WHAT THIS TASK INVOLVES:
Rewrite everything from the start of the records through the line holding "(209, 163), (279, 253)", inclusive, requests and all, offsetting every coordinate in the answers by -118.

[start of INPUT MATERIAL]

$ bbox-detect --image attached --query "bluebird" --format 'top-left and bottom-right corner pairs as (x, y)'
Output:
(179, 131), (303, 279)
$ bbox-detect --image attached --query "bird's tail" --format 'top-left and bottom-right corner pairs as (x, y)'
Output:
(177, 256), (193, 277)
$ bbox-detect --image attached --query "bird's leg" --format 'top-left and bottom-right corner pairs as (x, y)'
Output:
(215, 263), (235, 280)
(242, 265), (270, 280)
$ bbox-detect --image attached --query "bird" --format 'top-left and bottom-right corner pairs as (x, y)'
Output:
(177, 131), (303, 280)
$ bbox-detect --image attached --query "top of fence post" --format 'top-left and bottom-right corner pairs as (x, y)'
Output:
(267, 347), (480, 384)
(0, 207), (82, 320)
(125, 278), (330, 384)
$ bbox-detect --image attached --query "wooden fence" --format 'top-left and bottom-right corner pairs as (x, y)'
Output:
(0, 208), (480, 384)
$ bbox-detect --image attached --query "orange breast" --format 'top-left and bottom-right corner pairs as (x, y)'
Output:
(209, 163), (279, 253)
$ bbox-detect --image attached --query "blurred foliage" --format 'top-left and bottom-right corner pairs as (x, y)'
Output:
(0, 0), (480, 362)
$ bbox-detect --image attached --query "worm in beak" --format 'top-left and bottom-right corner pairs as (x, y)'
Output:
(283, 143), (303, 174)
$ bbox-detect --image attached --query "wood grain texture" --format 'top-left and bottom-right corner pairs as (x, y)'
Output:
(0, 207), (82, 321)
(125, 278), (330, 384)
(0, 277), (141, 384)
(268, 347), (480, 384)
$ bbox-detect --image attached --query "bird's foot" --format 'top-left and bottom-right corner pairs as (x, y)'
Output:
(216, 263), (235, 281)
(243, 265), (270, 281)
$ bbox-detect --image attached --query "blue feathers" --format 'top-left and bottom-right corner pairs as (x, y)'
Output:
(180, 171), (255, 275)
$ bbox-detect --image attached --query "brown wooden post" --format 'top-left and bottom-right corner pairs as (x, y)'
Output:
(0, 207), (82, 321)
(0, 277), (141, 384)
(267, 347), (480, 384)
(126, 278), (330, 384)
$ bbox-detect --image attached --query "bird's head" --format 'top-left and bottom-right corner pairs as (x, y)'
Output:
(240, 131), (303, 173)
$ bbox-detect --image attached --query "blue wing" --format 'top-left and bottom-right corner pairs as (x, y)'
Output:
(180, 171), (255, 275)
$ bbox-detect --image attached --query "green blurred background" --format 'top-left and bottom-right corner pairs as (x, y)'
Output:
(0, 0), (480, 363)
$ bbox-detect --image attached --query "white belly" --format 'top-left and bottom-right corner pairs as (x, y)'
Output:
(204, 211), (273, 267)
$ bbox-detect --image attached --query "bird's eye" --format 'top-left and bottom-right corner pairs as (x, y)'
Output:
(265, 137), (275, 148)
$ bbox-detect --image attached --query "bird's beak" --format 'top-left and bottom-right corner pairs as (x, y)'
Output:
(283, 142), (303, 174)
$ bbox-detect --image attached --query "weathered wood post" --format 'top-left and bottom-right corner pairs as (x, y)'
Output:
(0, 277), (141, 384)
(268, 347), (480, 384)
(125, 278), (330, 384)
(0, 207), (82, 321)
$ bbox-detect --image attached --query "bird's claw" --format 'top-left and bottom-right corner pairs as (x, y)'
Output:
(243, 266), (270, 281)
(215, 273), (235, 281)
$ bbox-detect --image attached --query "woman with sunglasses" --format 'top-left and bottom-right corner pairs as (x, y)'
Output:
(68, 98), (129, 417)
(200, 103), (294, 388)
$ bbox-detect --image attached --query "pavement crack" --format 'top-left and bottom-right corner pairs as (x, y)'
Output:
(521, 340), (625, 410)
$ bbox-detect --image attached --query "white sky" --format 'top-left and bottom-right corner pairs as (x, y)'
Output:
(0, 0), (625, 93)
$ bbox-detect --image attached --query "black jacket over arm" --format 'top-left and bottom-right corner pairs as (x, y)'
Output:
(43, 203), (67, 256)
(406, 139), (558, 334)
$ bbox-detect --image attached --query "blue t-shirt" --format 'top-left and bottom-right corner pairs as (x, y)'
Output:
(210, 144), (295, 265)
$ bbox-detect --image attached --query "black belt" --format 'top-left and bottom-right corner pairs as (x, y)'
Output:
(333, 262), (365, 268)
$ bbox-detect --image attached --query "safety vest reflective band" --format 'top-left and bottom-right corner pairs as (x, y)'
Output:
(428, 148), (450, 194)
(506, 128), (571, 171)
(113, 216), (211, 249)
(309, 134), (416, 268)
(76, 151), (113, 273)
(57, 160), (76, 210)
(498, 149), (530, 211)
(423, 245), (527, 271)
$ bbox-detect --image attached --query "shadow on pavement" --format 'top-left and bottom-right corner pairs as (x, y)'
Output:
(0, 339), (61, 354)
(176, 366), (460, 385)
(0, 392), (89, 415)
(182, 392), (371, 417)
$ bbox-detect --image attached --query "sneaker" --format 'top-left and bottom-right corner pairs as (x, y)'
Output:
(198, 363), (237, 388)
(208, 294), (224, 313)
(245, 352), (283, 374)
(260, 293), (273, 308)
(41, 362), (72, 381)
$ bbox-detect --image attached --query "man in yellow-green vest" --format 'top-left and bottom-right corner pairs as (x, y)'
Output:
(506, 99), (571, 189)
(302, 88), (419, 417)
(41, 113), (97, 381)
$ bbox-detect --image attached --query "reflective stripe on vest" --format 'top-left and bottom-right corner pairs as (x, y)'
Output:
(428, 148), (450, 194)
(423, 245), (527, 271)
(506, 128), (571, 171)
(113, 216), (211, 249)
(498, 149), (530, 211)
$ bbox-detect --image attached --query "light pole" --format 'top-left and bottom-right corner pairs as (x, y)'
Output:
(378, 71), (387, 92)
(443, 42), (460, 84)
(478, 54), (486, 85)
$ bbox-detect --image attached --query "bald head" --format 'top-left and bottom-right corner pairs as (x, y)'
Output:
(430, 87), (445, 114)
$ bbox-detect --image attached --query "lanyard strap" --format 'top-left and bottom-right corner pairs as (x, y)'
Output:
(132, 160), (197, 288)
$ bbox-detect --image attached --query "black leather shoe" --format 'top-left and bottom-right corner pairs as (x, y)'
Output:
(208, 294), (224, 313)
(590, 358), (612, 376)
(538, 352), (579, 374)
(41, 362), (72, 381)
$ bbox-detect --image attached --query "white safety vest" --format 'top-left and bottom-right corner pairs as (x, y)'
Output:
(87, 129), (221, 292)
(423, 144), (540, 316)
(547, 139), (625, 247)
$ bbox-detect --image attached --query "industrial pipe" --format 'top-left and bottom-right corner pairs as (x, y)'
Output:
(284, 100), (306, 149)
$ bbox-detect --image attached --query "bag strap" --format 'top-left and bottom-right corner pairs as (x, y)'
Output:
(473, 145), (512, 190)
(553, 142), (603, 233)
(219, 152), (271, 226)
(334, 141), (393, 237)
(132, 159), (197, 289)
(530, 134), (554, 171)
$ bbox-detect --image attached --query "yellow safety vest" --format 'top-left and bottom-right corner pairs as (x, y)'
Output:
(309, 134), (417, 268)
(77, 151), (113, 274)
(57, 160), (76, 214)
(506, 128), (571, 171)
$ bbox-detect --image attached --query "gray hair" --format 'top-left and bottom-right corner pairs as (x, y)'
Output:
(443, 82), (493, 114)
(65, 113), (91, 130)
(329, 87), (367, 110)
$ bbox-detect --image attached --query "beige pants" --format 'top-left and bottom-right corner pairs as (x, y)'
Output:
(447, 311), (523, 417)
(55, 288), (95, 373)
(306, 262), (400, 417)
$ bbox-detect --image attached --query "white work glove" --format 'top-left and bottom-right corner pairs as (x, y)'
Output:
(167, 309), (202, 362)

[end of INPUT MATERIAL]

FINISHED ANSWER:
$ bbox-detect --image attached --query "bluebird" --format 'top-left and bottom-right corner pairs as (x, y)'
Output:
(61, 13), (185, 161)
$ bbox-detect --image attached --query "bird's tail" --format 'top-left and bottom-right corner pairs as (x, y)'
Output:
(59, 138), (75, 159)
$ bbox-detect --image attached --query "bird's leg" --format 'top-left and bottom-right corner pairs as (x, y)'
Output:
(97, 145), (117, 162)
(124, 147), (152, 162)
$ bbox-detect --image attached --query "bird" --format 'top-left and bottom-right corner pairs as (x, y)'
Output:
(59, 13), (185, 162)
$ bbox-detect --image attached --query "top of fence post" --format 'top-left and bottom-right corner pairs as (x, y)'
Output:
(149, 229), (362, 266)
(-118, 89), (-36, 202)
(7, 160), (212, 266)
$ bbox-detect --image attached --query "wooden fence" --format 'top-left and bottom-right corner pairs as (x, y)'
Output:
(-118, 90), (362, 266)
$ bbox-detect --image attached --query "orange breast" --format 'top-left and bottom-right corner pairs as (x, y)'
Output:
(91, 45), (161, 135)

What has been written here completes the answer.